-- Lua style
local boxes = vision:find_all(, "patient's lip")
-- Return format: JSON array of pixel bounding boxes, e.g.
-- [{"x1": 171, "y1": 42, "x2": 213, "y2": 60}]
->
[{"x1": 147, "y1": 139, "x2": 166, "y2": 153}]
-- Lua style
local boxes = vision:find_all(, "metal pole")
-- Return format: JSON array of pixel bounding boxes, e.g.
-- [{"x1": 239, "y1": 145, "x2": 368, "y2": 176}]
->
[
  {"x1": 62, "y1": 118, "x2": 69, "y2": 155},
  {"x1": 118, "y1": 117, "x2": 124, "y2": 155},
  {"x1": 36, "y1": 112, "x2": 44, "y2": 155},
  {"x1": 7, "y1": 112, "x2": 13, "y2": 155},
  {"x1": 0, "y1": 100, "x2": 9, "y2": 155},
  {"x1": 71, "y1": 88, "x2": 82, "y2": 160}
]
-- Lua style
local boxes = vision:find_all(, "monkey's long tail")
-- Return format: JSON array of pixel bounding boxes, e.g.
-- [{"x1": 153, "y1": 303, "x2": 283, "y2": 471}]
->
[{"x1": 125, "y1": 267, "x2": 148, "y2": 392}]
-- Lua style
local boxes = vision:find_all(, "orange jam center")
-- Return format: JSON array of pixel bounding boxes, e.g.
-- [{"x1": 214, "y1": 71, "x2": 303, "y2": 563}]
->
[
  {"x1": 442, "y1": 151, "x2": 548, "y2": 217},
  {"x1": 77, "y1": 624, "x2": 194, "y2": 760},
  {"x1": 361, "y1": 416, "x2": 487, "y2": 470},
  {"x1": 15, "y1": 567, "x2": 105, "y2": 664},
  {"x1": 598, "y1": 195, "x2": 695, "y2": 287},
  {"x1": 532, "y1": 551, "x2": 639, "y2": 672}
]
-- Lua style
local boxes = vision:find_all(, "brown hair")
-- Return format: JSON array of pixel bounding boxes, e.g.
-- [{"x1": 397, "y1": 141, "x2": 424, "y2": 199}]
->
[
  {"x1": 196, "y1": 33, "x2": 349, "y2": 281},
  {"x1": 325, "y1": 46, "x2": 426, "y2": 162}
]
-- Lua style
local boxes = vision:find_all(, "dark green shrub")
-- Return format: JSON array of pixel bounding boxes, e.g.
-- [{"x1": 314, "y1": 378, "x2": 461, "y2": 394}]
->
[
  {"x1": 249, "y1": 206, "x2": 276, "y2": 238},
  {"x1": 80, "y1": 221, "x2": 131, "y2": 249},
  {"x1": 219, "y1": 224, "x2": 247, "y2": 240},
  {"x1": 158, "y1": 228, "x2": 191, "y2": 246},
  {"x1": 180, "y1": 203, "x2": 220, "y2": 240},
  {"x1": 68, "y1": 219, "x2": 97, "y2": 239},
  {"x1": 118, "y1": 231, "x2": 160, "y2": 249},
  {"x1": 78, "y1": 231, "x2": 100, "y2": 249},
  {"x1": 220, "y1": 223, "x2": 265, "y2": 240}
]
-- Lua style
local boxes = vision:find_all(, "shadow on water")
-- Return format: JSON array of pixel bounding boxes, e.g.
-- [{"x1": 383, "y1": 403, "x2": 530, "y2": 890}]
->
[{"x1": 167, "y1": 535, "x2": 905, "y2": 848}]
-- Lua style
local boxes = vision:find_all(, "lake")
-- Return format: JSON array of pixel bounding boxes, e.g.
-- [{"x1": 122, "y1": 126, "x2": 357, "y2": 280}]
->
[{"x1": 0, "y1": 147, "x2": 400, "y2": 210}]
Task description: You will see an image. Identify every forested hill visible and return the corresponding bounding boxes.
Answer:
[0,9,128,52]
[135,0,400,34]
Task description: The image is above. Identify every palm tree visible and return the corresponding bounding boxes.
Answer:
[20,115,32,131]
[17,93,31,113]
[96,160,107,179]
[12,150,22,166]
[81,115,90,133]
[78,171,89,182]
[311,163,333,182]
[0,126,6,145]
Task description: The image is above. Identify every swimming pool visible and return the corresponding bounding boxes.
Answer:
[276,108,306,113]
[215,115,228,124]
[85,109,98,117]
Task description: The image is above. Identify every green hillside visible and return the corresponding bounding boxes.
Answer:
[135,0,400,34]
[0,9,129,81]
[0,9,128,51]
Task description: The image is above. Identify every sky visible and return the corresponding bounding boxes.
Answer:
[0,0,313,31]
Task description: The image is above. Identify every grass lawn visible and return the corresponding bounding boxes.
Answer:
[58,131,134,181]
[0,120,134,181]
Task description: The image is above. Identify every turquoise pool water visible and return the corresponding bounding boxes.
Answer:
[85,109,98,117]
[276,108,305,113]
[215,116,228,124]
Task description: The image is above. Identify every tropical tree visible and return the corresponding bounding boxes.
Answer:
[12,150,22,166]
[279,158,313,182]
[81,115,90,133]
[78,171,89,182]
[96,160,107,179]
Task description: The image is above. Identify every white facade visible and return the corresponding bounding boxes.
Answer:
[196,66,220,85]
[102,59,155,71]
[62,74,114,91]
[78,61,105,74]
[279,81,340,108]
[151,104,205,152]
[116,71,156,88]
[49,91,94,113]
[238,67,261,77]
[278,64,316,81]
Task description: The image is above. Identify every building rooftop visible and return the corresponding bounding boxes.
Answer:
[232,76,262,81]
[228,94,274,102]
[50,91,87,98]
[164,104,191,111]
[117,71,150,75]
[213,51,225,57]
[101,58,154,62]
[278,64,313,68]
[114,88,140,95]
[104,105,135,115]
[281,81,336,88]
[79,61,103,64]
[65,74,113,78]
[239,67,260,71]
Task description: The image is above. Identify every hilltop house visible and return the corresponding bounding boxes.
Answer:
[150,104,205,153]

## Given request
Please edit the entries above so that every "Lua style" reads "Lua syntax", keeping everything else the same.

## Response
-- Lua syntax
local boxes = vision:find_all(, "patient's lip")
-- Return format: JSON array of pixel bounding boxes, e.g.
-- [{"x1": 171, "y1": 42, "x2": 213, "y2": 60}]
->
[{"x1": 147, "y1": 139, "x2": 166, "y2": 153}]
-- Lua syntax
local boxes = vision:find_all(, "metal pole")
-- Return format: JSON array of pixel bounding boxes, e.g.
-- [{"x1": 239, "y1": 145, "x2": 368, "y2": 176}]
->
[
  {"x1": 62, "y1": 118, "x2": 69, "y2": 155},
  {"x1": 118, "y1": 117, "x2": 124, "y2": 155},
  {"x1": 36, "y1": 112, "x2": 44, "y2": 155},
  {"x1": 7, "y1": 112, "x2": 13, "y2": 155},
  {"x1": 0, "y1": 100, "x2": 9, "y2": 155},
  {"x1": 71, "y1": 88, "x2": 82, "y2": 160}
]
-- Lua syntax
local boxes = vision:find_all(, "monkey's long tail")
-- Return format: JSON array of pixel bounding boxes, e.g.
-- [{"x1": 153, "y1": 303, "x2": 283, "y2": 471}]
->
[{"x1": 125, "y1": 267, "x2": 148, "y2": 392}]
-- Lua syntax
local boxes = vision:find_all(, "orange jam center")
-- Return format: JSON array of pixel bounding boxes, e.g.
-- [{"x1": 214, "y1": 71, "x2": 303, "y2": 563}]
->
[
  {"x1": 442, "y1": 151, "x2": 548, "y2": 217},
  {"x1": 77, "y1": 624, "x2": 194, "y2": 760},
  {"x1": 361, "y1": 416, "x2": 487, "y2": 470},
  {"x1": 15, "y1": 567, "x2": 105, "y2": 664},
  {"x1": 598, "y1": 195, "x2": 695, "y2": 287},
  {"x1": 532, "y1": 551, "x2": 639, "y2": 672}
]
-- Lua syntax
local boxes = vision:find_all(, "brown hair")
-- Return format: JSON array of pixel bounding boxes, e.g.
-- [{"x1": 397, "y1": 141, "x2": 424, "y2": 199}]
->
[
  {"x1": 196, "y1": 33, "x2": 349, "y2": 281},
  {"x1": 325, "y1": 46, "x2": 426, "y2": 162}
]
-- Lua syntax
local boxes = vision:find_all(, "dark green shrub")
-- Return format: JSON array of pixel bounding boxes, e.g.
-- [{"x1": 314, "y1": 378, "x2": 461, "y2": 394}]
->
[
  {"x1": 249, "y1": 206, "x2": 276, "y2": 238},
  {"x1": 80, "y1": 221, "x2": 131, "y2": 249},
  {"x1": 219, "y1": 224, "x2": 247, "y2": 240},
  {"x1": 158, "y1": 228, "x2": 191, "y2": 246},
  {"x1": 180, "y1": 203, "x2": 220, "y2": 240},
  {"x1": 68, "y1": 219, "x2": 97, "y2": 239},
  {"x1": 118, "y1": 231, "x2": 160, "y2": 249},
  {"x1": 78, "y1": 231, "x2": 100, "y2": 249},
  {"x1": 220, "y1": 223, "x2": 265, "y2": 240}
]
-- Lua syntax
local boxes = vision:find_all(, "shadow on water")
-- Return format: JSON array of pixel bounding boxes, e.g.
-- [{"x1": 383, "y1": 403, "x2": 530, "y2": 890}]
->
[{"x1": 167, "y1": 535, "x2": 905, "y2": 848}]
-- Lua syntax
local boxes = vision:find_all(, "lake")
-- Return format: JSON array of pixel bounding boxes, e.g.
-- [{"x1": 122, "y1": 126, "x2": 357, "y2": 280}]
->
[{"x1": 0, "y1": 147, "x2": 400, "y2": 210}]
Task description: You will see an image. Identify every forested hill visible and return the corresponding bounding boxes.
Answer:
[0,9,128,52]
[135,0,400,34]
Task description: The image is above. Identify every palm tree visible and return the corresponding bounding boxes.
Answer:
[20,115,32,131]
[17,93,31,113]
[96,160,107,179]
[12,150,22,166]
[81,115,90,133]
[78,171,89,182]
[311,163,333,182]
[0,126,6,145]
Task description: The image is above. Identify every swimming pool visible and return the corresponding bounding boxes.
Answer:
[276,108,306,113]
[215,115,228,124]
[85,109,98,117]
Task description: The image is above. Identify every green hillside visible and return the corresponding bounding boxes.
Answer:
[135,0,400,34]
[0,9,129,81]
[0,9,128,51]
Task description: The image is above. Identify every sky visible and return the corresponding bounding boxes.
Answer:
[0,0,313,31]
Task description: The image is above. Identify every grass lawn visible and return the corresponding bounding boxes.
Answer:
[58,131,134,181]
[0,120,134,181]
Task description: The image is above. Identify every turquoise pool water visible and return the corresponding bounding boxes.
Answer:
[85,109,98,117]
[276,108,305,113]
[215,116,228,124]
Task description: The image is above. Identify every tropical tree visible and return the corresponding bounding boxes.
Answer:
[12,150,22,166]
[279,158,313,182]
[81,115,90,133]
[78,171,89,182]
[96,160,107,179]
Task description: The image is above. Identify every white facade visible and return the corresponding bounding boxes.
Answer:
[196,66,220,85]
[102,59,155,71]
[62,74,114,91]
[78,61,105,74]
[279,81,340,108]
[151,104,205,152]
[116,71,156,88]
[49,91,94,113]
[238,67,261,77]
[278,64,316,81]
Task description: The image is above. Identify every building rooftop visible and return the corresponding bounding boxes.
Answer:
[232,76,262,81]
[228,94,274,102]
[50,91,87,98]
[164,104,191,111]
[117,71,150,75]
[213,51,225,57]
[101,58,154,62]
[278,64,313,68]
[114,88,140,95]
[104,105,135,115]
[281,81,336,88]
[79,61,103,64]
[65,74,113,78]
[239,67,260,71]
Task description: The image is above. Identify every hilltop house visible and return the corresponding bounding boxes.
Answer:
[150,104,205,153]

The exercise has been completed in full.